What the task asks: Please gather each line in the items below that contains the word "tail", and list those lines in full.

Task input:
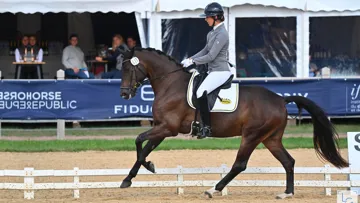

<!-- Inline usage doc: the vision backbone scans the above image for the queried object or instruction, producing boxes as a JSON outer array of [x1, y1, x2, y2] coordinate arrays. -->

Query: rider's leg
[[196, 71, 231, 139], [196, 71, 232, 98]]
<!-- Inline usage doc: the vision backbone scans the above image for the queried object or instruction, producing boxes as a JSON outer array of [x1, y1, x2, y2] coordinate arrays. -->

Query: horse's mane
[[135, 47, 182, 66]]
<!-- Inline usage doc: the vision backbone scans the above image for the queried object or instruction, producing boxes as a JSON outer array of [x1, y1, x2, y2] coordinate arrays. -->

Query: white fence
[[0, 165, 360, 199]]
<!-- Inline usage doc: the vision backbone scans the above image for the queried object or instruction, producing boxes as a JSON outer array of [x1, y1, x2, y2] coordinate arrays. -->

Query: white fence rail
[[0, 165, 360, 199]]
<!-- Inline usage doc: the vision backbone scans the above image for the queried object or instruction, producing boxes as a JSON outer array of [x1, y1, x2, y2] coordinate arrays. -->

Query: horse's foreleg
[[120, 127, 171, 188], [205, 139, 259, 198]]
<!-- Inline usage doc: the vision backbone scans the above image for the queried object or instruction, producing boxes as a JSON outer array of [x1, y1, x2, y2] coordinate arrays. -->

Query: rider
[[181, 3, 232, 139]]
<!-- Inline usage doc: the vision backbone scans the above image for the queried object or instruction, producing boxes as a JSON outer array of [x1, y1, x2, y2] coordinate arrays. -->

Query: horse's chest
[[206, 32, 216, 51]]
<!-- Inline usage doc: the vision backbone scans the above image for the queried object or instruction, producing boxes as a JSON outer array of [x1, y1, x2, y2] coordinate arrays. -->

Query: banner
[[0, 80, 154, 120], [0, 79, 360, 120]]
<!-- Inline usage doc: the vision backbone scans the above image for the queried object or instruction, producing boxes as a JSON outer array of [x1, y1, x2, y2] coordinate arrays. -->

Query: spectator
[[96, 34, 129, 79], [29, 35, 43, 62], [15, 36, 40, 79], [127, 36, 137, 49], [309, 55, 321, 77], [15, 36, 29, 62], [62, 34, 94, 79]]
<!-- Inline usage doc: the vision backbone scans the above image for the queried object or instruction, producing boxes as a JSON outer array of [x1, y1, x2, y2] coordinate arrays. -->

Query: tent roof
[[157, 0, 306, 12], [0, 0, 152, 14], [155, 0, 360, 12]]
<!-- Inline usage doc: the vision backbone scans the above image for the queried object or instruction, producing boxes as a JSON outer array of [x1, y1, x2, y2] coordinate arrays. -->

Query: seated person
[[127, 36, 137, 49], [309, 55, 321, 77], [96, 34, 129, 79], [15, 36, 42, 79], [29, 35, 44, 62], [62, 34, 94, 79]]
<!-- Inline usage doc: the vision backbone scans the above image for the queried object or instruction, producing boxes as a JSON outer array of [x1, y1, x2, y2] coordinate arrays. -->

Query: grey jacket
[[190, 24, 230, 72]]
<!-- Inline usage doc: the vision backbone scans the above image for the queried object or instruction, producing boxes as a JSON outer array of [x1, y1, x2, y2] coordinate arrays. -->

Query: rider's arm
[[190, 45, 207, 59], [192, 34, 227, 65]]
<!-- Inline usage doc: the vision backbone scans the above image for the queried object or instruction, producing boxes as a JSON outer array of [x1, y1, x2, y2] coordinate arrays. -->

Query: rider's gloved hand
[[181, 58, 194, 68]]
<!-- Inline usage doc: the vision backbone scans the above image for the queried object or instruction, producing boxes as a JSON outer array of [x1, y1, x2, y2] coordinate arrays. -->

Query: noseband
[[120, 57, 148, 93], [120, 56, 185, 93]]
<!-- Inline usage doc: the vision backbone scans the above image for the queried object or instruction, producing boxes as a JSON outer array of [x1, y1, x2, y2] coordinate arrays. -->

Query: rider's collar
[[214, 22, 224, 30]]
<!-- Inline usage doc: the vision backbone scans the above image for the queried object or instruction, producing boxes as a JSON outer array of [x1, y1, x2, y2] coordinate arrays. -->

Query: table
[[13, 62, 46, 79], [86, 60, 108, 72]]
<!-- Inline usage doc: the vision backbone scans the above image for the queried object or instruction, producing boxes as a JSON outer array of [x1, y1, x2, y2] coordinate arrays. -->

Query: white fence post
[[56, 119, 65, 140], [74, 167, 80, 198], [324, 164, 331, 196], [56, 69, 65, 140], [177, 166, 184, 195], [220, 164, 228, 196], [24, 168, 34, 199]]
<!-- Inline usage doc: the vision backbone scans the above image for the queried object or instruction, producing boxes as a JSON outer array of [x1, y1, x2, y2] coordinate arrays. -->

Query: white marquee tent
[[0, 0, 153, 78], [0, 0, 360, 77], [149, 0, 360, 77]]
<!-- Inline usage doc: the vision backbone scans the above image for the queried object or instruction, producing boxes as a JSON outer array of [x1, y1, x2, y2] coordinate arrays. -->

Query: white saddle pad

* * *

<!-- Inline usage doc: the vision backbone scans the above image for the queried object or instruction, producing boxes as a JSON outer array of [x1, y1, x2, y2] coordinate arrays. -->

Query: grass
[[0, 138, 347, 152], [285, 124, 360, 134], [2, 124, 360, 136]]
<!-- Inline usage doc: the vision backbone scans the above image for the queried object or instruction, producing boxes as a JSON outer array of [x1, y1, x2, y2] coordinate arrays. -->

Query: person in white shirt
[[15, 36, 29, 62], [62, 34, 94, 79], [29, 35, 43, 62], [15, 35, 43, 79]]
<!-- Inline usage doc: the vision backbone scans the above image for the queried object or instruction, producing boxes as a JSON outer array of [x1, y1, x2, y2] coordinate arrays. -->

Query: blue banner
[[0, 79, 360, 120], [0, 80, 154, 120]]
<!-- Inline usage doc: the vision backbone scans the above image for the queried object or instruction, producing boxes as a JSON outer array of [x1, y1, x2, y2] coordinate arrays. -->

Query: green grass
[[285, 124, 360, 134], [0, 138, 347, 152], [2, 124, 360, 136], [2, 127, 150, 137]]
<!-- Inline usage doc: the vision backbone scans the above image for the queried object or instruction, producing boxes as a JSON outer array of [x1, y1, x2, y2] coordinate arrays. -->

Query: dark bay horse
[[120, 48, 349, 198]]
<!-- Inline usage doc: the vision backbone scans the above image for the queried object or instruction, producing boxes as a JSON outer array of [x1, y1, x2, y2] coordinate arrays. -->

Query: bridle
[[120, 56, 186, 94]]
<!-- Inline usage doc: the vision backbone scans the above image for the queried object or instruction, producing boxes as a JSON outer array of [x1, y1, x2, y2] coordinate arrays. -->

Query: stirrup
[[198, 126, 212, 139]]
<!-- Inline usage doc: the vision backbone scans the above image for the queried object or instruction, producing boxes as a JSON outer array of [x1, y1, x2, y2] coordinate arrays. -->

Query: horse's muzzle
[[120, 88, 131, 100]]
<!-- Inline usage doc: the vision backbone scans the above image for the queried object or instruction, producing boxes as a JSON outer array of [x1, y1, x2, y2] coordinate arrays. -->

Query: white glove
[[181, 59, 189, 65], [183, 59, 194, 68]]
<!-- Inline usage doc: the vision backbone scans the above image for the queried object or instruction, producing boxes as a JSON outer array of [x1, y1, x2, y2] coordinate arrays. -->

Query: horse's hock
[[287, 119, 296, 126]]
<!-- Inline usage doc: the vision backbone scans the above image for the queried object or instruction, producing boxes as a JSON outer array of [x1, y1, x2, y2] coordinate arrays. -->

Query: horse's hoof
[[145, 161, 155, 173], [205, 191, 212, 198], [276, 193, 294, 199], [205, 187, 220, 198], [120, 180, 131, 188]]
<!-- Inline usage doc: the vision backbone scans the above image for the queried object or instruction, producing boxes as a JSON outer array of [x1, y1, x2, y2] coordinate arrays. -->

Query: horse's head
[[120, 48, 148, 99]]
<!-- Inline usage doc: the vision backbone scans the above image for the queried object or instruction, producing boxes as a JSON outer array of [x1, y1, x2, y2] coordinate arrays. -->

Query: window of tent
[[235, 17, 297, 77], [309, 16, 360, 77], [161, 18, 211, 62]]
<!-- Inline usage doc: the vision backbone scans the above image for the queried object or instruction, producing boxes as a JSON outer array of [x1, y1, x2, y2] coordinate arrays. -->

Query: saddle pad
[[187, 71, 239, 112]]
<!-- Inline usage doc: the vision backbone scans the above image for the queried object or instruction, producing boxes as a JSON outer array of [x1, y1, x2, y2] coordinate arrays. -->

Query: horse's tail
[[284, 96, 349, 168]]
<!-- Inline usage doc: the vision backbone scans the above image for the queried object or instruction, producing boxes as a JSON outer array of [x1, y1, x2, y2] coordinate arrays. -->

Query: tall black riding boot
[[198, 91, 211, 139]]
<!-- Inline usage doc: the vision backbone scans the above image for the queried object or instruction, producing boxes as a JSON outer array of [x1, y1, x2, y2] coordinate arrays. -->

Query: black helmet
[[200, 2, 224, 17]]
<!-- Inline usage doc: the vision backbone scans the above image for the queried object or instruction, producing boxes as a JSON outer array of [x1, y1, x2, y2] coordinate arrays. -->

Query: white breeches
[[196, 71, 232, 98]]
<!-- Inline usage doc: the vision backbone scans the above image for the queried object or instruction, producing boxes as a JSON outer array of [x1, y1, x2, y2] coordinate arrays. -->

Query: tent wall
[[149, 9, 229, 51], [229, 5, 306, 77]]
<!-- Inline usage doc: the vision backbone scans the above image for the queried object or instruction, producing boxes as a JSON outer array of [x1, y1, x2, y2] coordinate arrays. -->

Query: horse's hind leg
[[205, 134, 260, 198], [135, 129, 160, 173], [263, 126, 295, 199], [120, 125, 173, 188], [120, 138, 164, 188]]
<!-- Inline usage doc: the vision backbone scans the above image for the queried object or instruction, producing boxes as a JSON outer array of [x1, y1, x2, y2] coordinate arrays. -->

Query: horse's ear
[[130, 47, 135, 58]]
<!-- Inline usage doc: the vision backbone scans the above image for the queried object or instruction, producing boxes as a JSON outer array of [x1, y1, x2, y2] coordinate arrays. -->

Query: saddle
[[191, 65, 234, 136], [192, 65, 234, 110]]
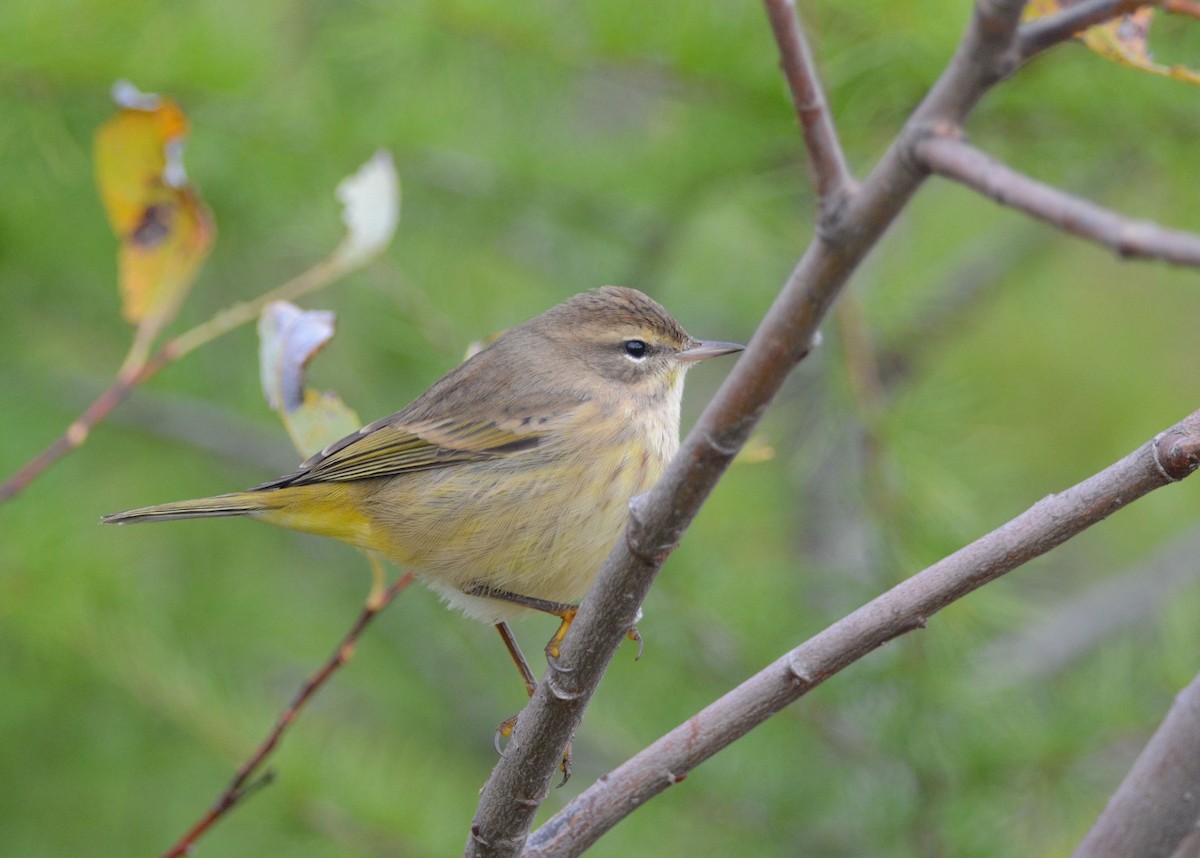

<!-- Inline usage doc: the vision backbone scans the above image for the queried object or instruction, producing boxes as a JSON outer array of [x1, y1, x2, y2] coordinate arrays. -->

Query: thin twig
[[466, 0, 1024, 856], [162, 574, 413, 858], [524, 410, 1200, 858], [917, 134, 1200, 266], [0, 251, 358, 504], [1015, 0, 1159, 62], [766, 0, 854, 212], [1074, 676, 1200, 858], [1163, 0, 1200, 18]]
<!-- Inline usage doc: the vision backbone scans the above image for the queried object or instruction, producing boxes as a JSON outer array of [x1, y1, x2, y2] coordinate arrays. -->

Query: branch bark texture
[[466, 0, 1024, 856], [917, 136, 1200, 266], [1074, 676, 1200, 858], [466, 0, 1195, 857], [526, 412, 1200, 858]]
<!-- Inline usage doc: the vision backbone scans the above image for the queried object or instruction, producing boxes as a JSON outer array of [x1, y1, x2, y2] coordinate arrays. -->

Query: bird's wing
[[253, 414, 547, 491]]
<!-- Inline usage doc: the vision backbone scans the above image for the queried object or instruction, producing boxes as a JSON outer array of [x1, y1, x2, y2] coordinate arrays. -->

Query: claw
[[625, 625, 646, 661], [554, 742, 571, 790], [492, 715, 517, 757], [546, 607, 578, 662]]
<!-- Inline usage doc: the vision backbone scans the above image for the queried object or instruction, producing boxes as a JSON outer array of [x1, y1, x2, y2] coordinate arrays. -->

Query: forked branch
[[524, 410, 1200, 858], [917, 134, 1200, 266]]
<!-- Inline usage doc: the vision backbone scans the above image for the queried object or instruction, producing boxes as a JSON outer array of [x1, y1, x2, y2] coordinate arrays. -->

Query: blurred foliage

* * *

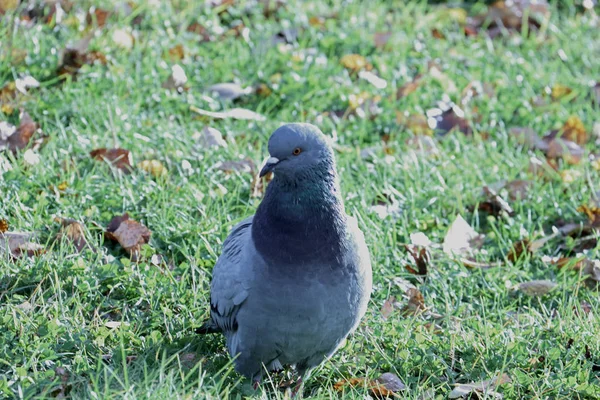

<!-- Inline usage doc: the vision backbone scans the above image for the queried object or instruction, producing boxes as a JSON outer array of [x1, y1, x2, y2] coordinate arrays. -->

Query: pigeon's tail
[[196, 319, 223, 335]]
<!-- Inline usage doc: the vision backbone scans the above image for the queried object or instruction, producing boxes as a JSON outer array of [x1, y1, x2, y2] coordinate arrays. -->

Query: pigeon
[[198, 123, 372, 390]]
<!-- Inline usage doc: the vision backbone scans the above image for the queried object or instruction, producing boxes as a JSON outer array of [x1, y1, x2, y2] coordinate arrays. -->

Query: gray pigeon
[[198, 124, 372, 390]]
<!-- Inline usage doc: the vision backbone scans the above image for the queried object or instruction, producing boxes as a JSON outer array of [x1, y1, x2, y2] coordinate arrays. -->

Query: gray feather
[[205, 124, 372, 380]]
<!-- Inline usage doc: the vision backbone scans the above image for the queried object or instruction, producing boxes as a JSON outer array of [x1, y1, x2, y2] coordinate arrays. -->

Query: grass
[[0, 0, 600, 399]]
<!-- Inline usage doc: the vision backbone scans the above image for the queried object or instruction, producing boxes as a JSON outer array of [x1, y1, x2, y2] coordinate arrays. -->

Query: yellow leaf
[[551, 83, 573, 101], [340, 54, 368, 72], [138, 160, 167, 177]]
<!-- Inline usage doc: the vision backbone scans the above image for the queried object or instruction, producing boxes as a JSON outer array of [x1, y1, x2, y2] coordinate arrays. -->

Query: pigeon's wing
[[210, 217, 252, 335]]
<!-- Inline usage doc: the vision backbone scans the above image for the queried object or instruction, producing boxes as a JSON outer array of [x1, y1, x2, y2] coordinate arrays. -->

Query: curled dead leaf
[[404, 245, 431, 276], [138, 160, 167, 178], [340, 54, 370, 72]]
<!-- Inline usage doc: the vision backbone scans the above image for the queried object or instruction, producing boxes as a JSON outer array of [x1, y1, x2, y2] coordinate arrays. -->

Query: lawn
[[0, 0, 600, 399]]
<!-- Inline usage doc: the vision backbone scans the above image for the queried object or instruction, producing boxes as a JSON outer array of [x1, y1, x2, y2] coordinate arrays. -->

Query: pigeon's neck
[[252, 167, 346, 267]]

Response to the task:
Query: horse's tail
Query: pigeon's tail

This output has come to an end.